§ Textauszug:
Wie geht es weiter mit den Hauptversammlungen 2022? Das COVID-Maßnahmengesetz („virtuelle HV“) ist auf das Jahresende 2021 beschränkt. Eine Verlängerung durch Rechtsverordnung kommt nicht in Betracht, nur der Bundestag könnte die Geltung per Gesetz auf das nächste Jahr ausdehnen.
Update: Wie man hört soll das am 7.9.2021 in der letzten BT-Sitzung beschlossen werden: Verlängerung bis zum 31.8.2022.
Es ist Bundestagswahl und danach Regierungsbildung, und daher fraglich, ob diese Angelegenheit gleich auf der Agenda des neuen Parlaments steht. Eine Initiative „hinter den Kulissen“, das Aktiengesetz auf die Schnelle zu reformieren, ist erwartbar gescheitert. Also wie geht es weiter?

§ Aufgaben und Übungen:
**1.** Erkläre in ein bis drei Sätzen, warum es laut dem Text zu den Hauptversammlungen 2022 fraglich ist, ob die Angelegenheit gleich auf der Agenda des neuen Parlaments steht.
**2.** Setze den Text zu den Hauptversammlungen 2022 im Anschluss an seinen letzten Satz fort.

§ Angezeigte Daten:
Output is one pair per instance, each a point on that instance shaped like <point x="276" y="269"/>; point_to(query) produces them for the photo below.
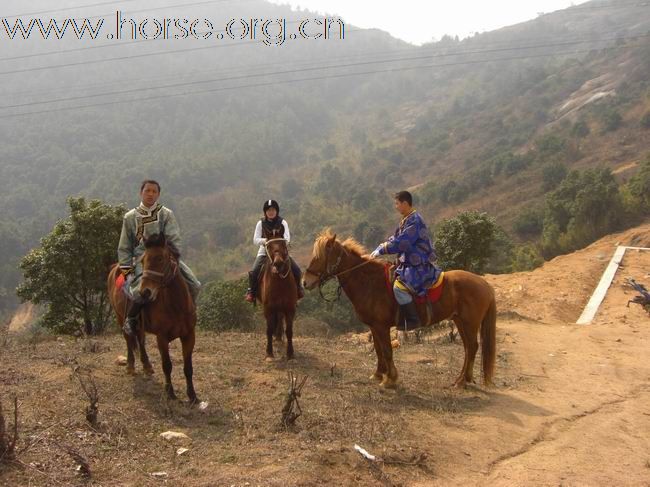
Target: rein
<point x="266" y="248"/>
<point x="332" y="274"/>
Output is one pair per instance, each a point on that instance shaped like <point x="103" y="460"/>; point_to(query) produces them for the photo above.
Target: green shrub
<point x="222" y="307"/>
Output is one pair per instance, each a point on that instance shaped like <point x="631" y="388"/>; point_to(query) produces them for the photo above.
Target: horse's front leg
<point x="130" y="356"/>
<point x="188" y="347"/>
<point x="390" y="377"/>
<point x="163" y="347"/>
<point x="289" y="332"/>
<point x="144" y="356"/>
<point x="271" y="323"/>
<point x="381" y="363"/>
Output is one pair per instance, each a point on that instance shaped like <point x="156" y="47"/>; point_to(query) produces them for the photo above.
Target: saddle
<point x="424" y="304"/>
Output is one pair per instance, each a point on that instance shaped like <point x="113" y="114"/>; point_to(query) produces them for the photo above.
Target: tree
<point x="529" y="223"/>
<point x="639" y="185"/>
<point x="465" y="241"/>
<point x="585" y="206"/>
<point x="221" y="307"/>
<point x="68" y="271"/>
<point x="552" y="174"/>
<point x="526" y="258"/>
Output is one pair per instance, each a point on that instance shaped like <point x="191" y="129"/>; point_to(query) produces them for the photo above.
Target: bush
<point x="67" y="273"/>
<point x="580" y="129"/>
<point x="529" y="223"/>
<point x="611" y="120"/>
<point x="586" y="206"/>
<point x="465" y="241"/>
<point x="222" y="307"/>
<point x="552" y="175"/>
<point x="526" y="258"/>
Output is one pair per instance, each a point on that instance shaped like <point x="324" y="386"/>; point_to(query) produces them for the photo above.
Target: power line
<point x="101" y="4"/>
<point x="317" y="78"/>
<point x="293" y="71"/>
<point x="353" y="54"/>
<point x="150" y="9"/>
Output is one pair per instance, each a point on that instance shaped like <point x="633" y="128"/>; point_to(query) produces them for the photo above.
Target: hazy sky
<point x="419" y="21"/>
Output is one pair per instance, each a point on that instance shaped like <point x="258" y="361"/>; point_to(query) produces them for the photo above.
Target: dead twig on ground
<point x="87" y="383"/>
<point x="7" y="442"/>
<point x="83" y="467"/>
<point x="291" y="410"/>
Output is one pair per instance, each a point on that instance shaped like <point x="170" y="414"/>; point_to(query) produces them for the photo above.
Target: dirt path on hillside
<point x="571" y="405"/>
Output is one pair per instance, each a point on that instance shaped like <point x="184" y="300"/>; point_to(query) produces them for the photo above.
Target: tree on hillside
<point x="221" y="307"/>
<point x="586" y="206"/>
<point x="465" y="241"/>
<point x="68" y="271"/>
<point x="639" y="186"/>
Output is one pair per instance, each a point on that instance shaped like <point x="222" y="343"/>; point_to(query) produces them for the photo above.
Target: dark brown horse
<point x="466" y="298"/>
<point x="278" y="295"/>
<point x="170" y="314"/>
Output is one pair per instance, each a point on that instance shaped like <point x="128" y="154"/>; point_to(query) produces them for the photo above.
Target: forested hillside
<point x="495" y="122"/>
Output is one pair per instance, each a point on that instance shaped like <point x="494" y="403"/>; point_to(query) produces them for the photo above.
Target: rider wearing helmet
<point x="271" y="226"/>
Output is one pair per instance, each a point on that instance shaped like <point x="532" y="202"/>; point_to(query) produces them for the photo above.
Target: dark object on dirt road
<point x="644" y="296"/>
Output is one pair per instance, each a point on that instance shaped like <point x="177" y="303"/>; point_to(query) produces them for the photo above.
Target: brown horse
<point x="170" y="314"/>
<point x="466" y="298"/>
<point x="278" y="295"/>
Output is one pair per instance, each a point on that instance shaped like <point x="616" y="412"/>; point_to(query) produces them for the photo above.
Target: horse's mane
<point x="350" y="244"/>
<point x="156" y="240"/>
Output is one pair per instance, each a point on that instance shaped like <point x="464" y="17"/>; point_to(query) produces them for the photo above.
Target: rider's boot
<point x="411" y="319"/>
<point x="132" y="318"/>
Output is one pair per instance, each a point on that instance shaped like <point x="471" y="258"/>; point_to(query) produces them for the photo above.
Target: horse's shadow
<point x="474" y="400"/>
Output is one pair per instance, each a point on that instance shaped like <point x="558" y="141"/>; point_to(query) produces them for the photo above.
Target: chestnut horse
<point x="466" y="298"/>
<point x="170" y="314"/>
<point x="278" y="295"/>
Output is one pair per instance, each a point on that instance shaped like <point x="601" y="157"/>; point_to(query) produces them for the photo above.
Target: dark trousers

§ Lösungen im Einzelnen:
**1.** Es ist Bundestagswahl, und danach folgt die Regierungsbildung. Deshalb ist unsicher, ob das neue Parlament sich sofort mit der Angelegenheit befasst.

**2.**
Ab dem 1.1.2022 gilt (vorbehaltlich einer Verlängerung, s.o.) allein das Aktiengesetz. Nach herkömmlichem Verständnis muss es eine Versammlung mit physischer Präsenz geben, zu der jeder Aktionär (unabhängig von der Aktienanzahl) Zutritt hat. Bei großen Gesellschaften kamen in der Prä-COVID-Zeit viele Tausend in einer Halle zusammen. Wenn für diese Massenveranstaltung im Innenraum die offiziellen 3G-Regeln („geimpft, genesen, getestet“) gelten, ist die Sache klar. Dann kann die Präsenz-Hauptversammlung nur besuchen, wer die Anforderungen erfüllt. Die AG muss bei der Zutrittskontrolle entsprechend verfahren. Eine rechtswidrige Einschränkung des Teilnahmerechts seitens der AG liegt darin nicht, da sie lediglich die öffentlich-rechtlichen Maßgaben umsetzt.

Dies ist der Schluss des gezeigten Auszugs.